> SELECTED EXTRACT:
* * * * *
For assembly systems in the field of electronics manufacture, such as—for example—for automatic assembly systems for printed circuit boards, ever greater demands are being placed on the positional tolerances of the components due to the increasing miniaturization of components. The requirements in terms of assembly speed have likewise increased sharply in the last few years and will continue to increase still further in the future. These high expectations indicate that, in the future, assembly systems will require high-precision and rapid distance or height sensors as well as high-precision and rapid positional sensors for components. Such sensors will be used, for example, for checking the coplanarity of the terminal posts of the components. Distance or height sensors can also be used to control the distance between a component and the circuit substrate during the assembly process.
Until now, known devices for detecting height raster images including a multitude of three-dimensionally located points of object surfaces have essentially been based on the so-called triangulation process, in which a laser beam touches the surface of the object to be inspected. While the two planar location coordinates of a specific point on the surface area are known due to the current positioning of the laser beam, the height coordinate of the surface point currently to be measured is detected by at least one laterally positioned objective combined with a location-sensitive detector. Sequential illumination with the laser beam of the three-dimensional surface to be investigated thus enables the surface to be measured.
The resolution of optical distance sensors which use the triangulation procedure depends on the so-called triangulation angle. Since future miniaturization of components will also call for an improvement in the resolution of distance sensors, the triangulation angle in such optical distance sensors must be increased. However, this leads to a considerable increase in existing shadowing problems.
* * * * *
> RECORDS SHOWN:
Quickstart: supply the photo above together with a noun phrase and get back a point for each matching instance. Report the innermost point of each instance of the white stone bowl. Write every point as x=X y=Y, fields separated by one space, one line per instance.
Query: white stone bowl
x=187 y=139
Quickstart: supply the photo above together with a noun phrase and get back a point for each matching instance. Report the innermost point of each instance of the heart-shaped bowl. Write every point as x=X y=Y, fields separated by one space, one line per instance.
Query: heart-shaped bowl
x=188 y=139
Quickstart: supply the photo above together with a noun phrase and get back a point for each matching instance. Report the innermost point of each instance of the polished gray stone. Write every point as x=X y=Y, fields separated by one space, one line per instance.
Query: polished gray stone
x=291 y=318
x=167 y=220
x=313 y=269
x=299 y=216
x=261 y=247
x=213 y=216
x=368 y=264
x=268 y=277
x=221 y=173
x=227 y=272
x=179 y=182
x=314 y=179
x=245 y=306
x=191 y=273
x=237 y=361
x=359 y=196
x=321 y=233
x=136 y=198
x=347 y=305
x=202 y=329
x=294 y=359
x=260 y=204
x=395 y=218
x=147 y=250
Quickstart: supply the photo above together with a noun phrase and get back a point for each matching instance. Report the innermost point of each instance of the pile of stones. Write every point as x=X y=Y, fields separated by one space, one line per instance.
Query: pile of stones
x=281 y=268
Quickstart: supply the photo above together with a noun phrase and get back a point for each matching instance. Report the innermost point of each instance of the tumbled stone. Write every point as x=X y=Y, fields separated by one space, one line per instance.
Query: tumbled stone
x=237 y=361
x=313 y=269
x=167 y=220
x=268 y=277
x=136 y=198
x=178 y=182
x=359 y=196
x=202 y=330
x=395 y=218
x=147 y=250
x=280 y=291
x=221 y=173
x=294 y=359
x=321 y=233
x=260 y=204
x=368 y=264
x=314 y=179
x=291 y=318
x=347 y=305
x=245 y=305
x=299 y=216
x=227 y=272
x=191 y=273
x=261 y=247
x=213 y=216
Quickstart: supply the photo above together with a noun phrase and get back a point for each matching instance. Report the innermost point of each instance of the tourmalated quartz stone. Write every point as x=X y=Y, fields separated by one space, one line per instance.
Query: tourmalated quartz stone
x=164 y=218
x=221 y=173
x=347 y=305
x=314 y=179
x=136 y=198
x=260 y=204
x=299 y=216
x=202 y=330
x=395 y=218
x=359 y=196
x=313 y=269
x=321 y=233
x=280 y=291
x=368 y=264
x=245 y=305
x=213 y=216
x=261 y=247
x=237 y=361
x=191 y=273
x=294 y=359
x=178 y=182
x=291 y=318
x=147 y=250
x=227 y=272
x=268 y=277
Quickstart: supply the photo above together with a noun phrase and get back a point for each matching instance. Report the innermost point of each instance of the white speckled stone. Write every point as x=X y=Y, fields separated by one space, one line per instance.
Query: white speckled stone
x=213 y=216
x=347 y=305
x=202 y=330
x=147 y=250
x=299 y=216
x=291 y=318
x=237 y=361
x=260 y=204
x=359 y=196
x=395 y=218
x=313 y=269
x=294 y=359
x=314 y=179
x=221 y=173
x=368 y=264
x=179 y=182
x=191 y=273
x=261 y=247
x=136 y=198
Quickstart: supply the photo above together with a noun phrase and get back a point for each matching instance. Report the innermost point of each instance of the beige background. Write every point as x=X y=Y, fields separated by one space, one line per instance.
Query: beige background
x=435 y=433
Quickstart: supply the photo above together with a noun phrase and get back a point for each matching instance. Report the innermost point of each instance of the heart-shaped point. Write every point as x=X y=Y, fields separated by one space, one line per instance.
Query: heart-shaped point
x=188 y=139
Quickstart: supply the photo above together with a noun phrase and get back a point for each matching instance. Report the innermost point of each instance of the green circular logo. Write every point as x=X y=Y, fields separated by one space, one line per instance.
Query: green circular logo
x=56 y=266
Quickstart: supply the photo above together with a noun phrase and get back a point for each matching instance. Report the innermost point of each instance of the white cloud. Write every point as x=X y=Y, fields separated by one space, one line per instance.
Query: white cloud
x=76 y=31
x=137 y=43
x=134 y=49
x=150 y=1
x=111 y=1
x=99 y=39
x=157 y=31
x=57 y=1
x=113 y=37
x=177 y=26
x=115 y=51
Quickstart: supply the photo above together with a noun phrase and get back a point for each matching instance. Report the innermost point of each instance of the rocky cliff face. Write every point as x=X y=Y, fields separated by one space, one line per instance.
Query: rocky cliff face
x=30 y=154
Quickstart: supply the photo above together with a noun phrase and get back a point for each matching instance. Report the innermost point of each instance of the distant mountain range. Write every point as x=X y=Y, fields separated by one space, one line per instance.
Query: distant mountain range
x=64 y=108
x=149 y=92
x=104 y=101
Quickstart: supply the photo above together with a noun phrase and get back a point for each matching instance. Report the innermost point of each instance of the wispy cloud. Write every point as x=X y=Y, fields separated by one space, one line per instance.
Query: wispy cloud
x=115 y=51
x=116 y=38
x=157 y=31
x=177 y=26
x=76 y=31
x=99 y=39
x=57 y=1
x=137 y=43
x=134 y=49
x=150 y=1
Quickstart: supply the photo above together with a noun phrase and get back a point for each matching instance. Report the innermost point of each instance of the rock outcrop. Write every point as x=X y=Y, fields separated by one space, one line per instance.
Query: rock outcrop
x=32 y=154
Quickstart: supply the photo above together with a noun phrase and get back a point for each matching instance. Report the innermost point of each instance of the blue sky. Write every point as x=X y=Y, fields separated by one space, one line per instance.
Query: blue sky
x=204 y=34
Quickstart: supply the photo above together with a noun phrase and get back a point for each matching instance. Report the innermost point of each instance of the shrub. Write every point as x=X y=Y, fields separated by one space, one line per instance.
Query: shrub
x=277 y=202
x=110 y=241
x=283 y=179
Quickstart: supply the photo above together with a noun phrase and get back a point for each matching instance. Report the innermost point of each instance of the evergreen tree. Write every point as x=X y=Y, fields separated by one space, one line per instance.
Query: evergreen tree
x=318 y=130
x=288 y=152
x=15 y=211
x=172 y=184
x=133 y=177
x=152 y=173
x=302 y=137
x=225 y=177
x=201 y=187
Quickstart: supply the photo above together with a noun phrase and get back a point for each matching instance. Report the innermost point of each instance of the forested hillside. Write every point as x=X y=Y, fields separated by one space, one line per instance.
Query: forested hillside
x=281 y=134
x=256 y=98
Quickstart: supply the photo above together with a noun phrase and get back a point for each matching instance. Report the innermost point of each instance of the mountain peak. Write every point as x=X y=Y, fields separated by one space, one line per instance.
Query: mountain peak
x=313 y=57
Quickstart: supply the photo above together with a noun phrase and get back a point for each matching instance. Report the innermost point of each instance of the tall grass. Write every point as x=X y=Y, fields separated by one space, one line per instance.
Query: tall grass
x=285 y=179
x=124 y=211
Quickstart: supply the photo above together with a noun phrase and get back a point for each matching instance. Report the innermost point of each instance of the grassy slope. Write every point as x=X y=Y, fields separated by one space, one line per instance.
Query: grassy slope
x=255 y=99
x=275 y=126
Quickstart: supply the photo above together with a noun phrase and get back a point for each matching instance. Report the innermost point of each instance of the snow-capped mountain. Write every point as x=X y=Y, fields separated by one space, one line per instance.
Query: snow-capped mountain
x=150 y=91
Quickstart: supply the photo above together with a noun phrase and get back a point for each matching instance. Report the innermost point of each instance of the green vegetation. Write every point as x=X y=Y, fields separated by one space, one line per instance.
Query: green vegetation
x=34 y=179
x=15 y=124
* * * * *
> REQUIRED WORK:
1: Answer from the passage on assembly sensors:
(a) In the triangulation process, what touches the surface of the object being inspected?
(b) What does the resolution of optical distance sensors that use triangulation depend on?
(c) During assembly, what distance can distance or height sensors be used to control?
2: According to the passage on assembly sensors, why must the triangulation angle in optical distance sensors be increased?
3: From the passage on assembly sensors, extract the text between "Until now, known" and "to be measured.", inclusive.
The material comes from a separate source.

> RESULTS FOR THE EXERCISE:
1:
(a) A laser beam.
(b) The triangulation angle.
(c) The distance between a component and the circuit substrate.

2: The resolution of these sensors depends on the triangulation angle. Future miniaturization of components will call for better resolution in distance sensors, so the angle must be increased.

3:
Until now, known devices for detecting height raster images including a multitude of three-dimensionally located points of object surfaces have essentially been based on the so-called triangulation process, in which a laser beam touches the surface of the object to be inspected. While the two planar location coordinates of a specific point on the surface area are known due to the current positioning of the laser beam, the height coordinate of the surface point currently to be measured is detected by at least one laterally positioned objective combined with a location-sensitive detector. Sequential illumination with the laser beam of the three-dimensional surface to be investigated thus enables the surface to be measured.